── Records shown
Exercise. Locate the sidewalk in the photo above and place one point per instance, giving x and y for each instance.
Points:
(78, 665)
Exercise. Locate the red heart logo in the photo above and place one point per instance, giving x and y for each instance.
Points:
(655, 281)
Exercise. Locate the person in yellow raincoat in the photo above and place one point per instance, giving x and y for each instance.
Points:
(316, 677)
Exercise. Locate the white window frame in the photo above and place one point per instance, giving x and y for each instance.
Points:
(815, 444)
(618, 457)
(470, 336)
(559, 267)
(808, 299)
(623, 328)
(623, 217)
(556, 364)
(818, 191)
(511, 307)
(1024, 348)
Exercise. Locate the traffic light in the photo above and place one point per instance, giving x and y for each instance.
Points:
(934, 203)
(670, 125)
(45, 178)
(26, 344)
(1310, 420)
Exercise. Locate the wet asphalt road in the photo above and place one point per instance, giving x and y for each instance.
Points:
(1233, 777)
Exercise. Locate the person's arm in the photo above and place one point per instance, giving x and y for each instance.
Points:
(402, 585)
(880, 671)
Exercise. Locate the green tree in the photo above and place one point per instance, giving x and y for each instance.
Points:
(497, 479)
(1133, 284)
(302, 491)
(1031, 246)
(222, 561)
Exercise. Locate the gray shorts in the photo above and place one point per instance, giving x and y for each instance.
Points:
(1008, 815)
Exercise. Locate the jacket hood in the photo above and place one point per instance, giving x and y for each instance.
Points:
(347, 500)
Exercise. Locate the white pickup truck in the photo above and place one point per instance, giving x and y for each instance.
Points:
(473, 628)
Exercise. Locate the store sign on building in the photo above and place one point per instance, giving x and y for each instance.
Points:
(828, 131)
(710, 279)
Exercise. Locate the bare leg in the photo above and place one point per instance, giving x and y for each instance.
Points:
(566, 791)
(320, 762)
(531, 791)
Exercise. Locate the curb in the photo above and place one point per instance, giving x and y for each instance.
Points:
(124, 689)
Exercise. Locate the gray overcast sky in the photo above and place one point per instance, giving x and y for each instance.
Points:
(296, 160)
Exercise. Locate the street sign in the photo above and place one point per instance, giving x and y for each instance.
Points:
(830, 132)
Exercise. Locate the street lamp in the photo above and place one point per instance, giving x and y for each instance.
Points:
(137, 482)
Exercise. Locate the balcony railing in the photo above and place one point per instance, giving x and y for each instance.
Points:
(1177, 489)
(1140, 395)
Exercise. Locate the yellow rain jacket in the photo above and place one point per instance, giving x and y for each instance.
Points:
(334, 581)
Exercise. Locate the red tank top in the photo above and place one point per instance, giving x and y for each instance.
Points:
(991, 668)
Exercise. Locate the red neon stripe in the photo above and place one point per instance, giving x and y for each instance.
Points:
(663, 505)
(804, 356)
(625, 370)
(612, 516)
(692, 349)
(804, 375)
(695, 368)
────
── Records shown
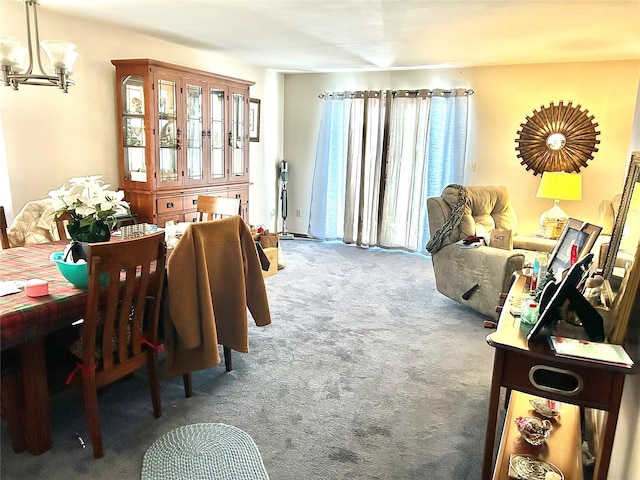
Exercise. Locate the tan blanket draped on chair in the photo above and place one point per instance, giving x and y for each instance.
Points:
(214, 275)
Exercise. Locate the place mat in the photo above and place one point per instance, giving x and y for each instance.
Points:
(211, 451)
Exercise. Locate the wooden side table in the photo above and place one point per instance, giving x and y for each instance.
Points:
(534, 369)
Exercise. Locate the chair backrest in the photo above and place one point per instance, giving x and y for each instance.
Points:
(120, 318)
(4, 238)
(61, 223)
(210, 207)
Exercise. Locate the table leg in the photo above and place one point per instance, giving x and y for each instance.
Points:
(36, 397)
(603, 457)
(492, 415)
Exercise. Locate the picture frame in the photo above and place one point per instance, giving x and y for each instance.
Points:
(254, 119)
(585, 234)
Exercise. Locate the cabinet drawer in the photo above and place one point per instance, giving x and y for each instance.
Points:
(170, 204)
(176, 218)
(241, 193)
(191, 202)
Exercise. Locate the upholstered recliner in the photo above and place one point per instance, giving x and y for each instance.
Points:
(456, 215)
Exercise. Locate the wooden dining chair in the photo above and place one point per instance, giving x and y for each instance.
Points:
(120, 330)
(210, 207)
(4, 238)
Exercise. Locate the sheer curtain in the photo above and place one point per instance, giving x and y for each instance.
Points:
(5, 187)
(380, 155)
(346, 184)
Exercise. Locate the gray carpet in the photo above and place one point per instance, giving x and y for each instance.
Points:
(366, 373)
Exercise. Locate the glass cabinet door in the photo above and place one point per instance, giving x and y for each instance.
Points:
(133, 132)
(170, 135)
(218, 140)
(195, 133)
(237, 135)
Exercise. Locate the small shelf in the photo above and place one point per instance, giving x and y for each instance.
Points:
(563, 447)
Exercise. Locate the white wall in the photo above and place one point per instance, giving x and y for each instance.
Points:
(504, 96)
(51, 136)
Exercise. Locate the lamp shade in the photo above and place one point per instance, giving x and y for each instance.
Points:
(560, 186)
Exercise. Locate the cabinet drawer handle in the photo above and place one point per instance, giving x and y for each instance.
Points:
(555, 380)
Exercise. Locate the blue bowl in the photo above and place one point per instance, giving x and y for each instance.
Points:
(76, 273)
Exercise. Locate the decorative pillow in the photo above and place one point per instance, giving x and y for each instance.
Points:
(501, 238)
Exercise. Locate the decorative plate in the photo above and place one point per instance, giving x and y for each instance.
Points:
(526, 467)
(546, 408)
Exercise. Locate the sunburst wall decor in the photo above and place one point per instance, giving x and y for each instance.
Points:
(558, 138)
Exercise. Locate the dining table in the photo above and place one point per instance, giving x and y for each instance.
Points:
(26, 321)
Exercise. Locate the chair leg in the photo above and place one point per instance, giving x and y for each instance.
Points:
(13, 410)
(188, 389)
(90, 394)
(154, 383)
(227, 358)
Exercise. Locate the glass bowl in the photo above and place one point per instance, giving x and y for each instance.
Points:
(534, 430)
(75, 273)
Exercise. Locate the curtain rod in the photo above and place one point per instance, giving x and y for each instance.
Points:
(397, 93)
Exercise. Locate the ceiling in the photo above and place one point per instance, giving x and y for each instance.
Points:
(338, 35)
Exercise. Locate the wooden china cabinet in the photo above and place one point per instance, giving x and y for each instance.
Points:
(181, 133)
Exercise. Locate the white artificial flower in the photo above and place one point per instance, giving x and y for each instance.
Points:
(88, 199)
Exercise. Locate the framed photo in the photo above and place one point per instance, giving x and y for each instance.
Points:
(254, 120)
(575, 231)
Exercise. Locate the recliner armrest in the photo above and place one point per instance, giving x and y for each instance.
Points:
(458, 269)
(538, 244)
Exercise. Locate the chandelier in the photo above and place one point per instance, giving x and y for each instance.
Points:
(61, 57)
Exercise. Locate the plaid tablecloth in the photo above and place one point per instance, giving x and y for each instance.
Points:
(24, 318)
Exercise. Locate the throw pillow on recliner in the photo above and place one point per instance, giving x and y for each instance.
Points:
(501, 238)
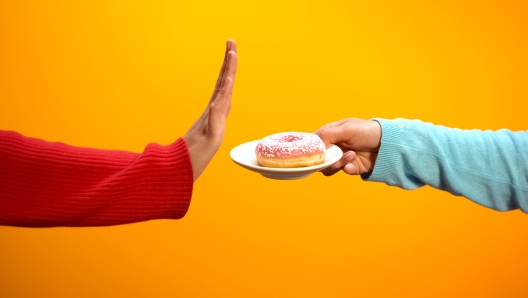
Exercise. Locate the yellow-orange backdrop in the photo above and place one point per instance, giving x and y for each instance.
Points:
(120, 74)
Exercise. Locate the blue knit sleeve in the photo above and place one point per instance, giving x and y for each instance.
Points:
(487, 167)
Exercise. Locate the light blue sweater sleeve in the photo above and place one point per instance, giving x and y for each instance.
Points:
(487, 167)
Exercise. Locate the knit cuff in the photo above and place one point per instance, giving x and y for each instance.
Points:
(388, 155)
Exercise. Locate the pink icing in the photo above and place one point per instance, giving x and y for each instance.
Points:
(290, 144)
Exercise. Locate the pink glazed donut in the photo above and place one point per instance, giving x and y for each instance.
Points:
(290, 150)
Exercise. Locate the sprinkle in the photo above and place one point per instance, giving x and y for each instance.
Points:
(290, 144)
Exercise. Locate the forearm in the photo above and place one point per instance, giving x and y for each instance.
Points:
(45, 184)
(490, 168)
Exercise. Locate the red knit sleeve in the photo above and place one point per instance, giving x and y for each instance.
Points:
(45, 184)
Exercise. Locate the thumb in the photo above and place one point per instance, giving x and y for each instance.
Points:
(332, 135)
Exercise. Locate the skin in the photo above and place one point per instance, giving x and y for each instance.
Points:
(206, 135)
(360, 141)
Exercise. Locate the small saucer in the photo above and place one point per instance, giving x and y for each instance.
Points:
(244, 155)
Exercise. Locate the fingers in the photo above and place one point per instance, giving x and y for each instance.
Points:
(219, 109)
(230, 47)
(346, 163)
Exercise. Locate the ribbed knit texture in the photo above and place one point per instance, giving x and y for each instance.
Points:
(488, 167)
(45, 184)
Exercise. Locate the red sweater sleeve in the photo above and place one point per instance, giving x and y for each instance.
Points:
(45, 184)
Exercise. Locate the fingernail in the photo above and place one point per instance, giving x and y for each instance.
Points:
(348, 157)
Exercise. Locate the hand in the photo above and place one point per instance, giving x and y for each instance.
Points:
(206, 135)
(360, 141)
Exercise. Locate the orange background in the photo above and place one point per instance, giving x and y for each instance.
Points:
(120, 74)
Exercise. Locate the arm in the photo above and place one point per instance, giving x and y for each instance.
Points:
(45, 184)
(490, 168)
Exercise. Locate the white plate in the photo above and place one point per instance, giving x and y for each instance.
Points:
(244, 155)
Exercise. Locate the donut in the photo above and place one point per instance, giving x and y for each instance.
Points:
────
*Exercise aim*: Return every line of the entries above that contains the string "drawer". Case counts, so match capitalization exactly.

*Exercise answer*:
Exercise. Locate the cabinet drawer in the photo above and place one point per instance, giving x and y for each instance.
Exercise. Locate the cabinet drawer handle in the photo above and place one point per instance, giving x and y for each instance.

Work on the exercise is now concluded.